■ **APPLY WHAT YOU READ**:
[a] Using the deacon reflection below, say whether each statement agrees with it. For each, answer yes or no and quote the words of the text that decide it.
(i) The writer has served as a deacon for a little more than four years.
(ii) The parish priest tries to visit every village in the parish once a month.
(iii) The writer noticed many sacramental marriages in the Dulce Nombre parish well before last year.
[b] Set down word for word the portion of the deacon reflection below that begins at the words "Often there are" and stops after the words "until last year.".

Sunday, August 09, 2020

Deacon reflection 7

I never thought I’d be doing this

I have been a deacon for a little more than four years. There have been a few highlights during those times, but I’d like to write about what have been two areas of my diaconal ministry that have moved me. They are also areas where I am surprised by my way of connecting with people.

Funerals

With only one priest in the parish, who tries to visit all the more than forty-five villages in the parish every two months, there are times when he cannot be present for funeral Mass. In many villages, a Delegate of the Word presides at a Celebration of the Word, There are not many who seek a Mass or a Celebration with Communion, outside of the main towns in the parish.

I have made myself available for funerals and, at times, the pastor or a delegate of the Word calls me to come. There is not much time for preparation, since people are usually buried within twenty-hours of their death. Often I don’t know the person who died, though there have been times when I had visited the deceased, bringing them communion.

Being present in times of loss is important. I try to say a few words of comfort and of hope. But there is a line in the prayer in the funeral rite that touches me almost every time I preside.

As the family gathers around the casket to pray the final commendation, the church prays:

“May the Lord be merciful with our brother/sister, so that, free from death, absolved by his/her sins, reconciled with the Father and carried on the shoulders of the Good Shepherd, he/she may merit to enjoy the eternal joy of the saints in the entourage of the eternal King.” (My translation).

Often I ask the family to visualize their loved one on the shoulders of Christ the Good Shepherd or held like a child in Christ’s loving arms.

Many times I have been asked to pray in the homes where they have been waking the body of the person who died. I usually do a short Celebration of the Word  with one reading and the rites of commendation of the body. 

Often there are many people - in the room where the coffin is and outside - to accompany the family. These times of prayer can be extremely moving and it is important to be there. Earlier this year I prayed beside the small coffin of a still born infant. 



Marriage preparation

Though I have been helping in the Dulce Nombre parish for years, I didn’t notice many sacramental marriages until last year.

I’m not sure why there are so few couples married in the church. Some possible reasons might include one or more of these:  fear of the commitment of a sacramental marriage; the cost of a civil marriage (since a sacramental marriage cannot take place without the civil marriage usually witnessed by a mayor); the expectations of a costly celebration; the lack of invitation by local church leaders – some of who only castigate people for “living in fornication”; not a strong sense of dating; the lack of a culture of marriage; many years without the presence of priests in rural villages except for a few times a year; and more.

■ **MATERIAL SUPPLIED**:

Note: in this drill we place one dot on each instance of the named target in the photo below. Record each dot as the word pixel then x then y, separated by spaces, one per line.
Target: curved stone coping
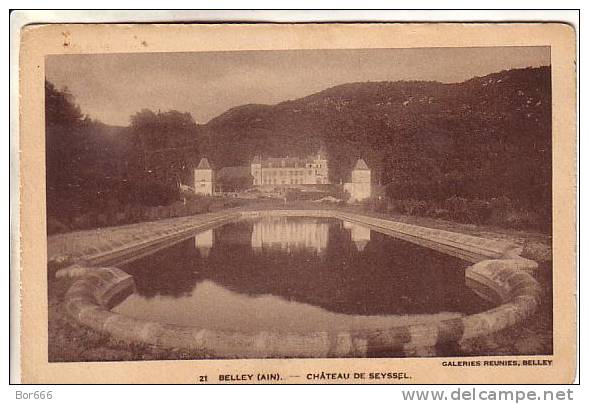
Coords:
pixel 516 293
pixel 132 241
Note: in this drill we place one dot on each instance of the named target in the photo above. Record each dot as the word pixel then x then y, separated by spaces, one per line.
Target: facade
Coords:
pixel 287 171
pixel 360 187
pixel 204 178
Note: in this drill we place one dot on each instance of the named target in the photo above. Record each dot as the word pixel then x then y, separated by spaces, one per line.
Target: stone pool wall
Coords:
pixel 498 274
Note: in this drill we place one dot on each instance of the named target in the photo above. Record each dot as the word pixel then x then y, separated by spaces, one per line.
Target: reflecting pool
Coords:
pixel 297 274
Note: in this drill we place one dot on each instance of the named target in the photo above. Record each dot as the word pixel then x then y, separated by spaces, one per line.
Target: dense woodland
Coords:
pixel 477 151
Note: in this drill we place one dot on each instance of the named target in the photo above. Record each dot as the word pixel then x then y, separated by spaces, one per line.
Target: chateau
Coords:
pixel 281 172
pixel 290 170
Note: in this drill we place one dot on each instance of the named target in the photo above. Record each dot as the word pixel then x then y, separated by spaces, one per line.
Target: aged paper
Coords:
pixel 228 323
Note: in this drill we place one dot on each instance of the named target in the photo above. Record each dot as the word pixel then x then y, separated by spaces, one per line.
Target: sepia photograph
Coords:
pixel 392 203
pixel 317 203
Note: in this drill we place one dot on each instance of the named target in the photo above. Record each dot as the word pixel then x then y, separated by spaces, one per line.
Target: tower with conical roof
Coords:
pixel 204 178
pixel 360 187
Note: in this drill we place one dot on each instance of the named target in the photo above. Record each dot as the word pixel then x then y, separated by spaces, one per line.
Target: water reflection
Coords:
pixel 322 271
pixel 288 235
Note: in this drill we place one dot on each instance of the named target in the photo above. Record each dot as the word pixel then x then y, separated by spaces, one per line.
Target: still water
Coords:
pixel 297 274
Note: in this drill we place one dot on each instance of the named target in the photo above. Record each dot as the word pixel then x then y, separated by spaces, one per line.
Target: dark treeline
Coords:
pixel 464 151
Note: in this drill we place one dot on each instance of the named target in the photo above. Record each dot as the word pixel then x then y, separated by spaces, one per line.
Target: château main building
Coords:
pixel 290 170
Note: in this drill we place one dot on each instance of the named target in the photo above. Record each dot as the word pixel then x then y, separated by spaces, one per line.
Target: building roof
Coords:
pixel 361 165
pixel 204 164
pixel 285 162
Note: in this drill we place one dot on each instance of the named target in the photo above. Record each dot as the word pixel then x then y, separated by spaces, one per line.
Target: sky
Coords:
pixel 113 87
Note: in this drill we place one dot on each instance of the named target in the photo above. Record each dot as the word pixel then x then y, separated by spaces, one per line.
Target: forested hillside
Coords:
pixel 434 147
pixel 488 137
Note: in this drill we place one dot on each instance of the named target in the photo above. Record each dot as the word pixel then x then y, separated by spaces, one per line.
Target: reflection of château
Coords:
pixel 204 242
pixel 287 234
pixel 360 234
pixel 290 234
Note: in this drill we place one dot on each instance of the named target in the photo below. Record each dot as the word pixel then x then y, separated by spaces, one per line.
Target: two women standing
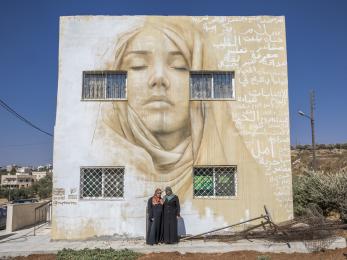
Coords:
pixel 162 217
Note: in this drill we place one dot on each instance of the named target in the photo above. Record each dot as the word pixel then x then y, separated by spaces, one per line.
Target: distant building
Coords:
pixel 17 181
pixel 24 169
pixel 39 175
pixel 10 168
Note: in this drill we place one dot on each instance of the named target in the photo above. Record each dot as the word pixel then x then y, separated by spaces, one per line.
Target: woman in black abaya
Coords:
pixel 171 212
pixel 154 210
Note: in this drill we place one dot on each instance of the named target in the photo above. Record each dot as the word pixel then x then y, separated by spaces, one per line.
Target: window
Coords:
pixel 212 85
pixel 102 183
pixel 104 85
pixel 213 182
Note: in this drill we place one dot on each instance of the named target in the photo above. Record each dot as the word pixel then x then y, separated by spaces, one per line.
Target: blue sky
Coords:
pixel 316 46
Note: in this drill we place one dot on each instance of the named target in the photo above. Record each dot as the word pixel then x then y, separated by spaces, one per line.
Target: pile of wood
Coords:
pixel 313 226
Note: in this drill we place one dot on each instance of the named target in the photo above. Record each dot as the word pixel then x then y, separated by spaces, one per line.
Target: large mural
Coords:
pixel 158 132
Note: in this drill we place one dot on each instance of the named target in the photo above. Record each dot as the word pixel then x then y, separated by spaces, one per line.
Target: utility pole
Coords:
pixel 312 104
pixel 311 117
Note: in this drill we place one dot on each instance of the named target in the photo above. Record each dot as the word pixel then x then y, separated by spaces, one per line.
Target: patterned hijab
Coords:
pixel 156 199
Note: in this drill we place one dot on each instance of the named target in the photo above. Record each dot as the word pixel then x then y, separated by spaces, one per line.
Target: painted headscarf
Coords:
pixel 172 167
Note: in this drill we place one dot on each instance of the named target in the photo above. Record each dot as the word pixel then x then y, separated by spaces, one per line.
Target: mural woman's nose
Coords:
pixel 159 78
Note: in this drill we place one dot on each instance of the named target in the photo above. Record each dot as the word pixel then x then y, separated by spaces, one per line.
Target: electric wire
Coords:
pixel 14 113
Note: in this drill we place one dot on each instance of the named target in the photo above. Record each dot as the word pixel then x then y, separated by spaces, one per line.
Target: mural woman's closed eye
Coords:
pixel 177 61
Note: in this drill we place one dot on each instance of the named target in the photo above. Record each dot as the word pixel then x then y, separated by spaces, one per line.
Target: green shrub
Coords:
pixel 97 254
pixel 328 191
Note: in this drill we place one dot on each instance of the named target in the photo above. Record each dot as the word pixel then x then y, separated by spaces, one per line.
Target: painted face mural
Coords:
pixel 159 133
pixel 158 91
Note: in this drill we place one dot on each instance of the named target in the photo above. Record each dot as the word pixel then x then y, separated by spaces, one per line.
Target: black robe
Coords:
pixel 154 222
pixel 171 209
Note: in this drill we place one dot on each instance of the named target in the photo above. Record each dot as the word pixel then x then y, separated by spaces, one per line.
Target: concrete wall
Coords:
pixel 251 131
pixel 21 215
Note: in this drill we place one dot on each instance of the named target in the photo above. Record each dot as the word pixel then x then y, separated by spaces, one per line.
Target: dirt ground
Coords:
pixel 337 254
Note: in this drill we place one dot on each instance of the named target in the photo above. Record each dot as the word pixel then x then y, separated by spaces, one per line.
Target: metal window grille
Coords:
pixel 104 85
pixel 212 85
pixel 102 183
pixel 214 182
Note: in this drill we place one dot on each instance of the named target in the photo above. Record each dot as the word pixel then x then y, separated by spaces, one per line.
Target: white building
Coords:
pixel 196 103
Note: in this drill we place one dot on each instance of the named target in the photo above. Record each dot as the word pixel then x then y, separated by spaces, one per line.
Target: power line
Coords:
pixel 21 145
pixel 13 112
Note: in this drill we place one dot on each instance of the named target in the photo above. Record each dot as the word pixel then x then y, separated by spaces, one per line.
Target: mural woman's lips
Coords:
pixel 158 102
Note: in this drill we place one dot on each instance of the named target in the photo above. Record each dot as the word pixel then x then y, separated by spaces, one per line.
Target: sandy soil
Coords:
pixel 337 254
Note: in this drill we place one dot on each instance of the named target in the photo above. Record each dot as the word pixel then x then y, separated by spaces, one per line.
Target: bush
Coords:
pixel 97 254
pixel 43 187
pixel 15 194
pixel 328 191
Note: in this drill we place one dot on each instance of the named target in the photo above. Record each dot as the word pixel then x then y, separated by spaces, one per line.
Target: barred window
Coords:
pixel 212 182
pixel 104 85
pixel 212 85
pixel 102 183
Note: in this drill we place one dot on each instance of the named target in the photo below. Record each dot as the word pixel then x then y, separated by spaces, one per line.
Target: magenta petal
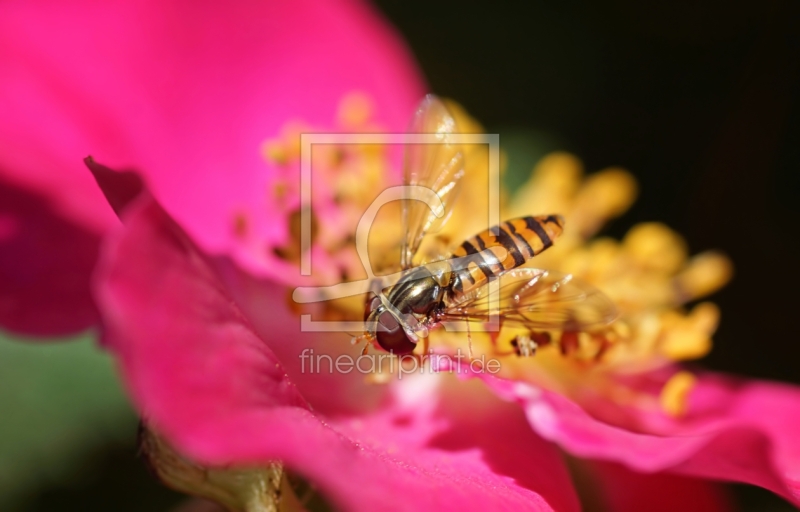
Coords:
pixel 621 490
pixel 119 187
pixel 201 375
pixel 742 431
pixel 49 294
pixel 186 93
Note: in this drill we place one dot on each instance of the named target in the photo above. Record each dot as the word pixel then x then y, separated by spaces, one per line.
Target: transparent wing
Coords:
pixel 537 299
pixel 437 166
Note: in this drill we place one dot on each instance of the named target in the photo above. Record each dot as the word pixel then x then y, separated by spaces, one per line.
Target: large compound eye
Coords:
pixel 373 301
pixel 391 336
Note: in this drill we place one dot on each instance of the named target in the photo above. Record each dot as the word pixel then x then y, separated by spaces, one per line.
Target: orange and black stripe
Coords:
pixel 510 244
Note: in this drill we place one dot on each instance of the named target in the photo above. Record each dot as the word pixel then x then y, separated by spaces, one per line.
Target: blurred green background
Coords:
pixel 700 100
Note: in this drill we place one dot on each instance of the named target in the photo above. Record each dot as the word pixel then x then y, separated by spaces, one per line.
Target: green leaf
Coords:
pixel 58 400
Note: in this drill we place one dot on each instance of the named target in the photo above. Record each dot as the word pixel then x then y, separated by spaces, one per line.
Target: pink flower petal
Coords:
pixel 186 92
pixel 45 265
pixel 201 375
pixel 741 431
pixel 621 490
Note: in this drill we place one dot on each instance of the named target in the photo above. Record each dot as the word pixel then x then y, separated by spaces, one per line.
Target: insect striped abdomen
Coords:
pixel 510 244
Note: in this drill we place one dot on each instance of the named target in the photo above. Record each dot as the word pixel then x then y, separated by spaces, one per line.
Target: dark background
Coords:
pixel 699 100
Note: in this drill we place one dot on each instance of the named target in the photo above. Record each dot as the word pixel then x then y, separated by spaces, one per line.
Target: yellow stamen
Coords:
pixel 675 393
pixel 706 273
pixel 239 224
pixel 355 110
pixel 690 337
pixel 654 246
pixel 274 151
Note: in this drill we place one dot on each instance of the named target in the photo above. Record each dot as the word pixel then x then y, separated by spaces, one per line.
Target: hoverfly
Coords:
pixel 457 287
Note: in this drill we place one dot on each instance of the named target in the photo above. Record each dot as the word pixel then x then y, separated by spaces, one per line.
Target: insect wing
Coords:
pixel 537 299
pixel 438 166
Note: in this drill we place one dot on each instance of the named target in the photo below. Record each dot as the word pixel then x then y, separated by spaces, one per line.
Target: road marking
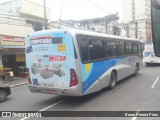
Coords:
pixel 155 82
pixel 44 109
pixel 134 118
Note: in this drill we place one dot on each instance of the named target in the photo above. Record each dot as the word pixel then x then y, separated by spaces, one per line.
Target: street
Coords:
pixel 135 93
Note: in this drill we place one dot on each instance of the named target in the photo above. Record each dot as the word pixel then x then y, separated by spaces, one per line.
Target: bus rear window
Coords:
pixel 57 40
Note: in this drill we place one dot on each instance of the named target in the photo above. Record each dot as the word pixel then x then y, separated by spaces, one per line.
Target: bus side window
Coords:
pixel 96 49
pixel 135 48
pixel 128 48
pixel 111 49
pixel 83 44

■ **EXERCISE SOLUTIONS**:
[a]
(i) Yes: "I have been a deacon for a little more than four years."
(ii) No: "who tries to visit all the more than forty-five villages in the parish every two months"
(iii) No: "I didn’t notice many sacramental marriages until last year."

[b]
Often there are many people - in the room where the coffin is and outside - to accompany the family. These times of prayer can be extremely moving and it is important to be there. Earlier this year I prayed beside the small coffin of a still born infant. 



Marriage preparation

Though I have been helping in the Dulce Nombre parish for years, I didn’t notice many sacramental marriages until last year.